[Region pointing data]
══════════════════════════════

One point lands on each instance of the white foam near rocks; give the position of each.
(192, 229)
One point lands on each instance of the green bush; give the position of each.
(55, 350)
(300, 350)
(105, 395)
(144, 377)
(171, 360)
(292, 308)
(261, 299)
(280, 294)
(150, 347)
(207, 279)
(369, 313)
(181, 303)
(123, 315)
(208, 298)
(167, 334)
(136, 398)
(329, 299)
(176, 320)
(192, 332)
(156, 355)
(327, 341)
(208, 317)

══════════════════════════════

> Required work
Your reply must be a faithful copy of each entry above.

> Task response
One point lands on each instance of the white foam near rocks; give the position of each.
(192, 229)
One point lands on each instance of the green bush; give the position of each.
(55, 350)
(300, 350)
(105, 395)
(144, 377)
(171, 360)
(292, 308)
(261, 299)
(280, 294)
(150, 347)
(207, 279)
(369, 313)
(181, 303)
(123, 315)
(208, 298)
(167, 334)
(136, 398)
(329, 299)
(176, 320)
(192, 332)
(156, 355)
(327, 341)
(208, 317)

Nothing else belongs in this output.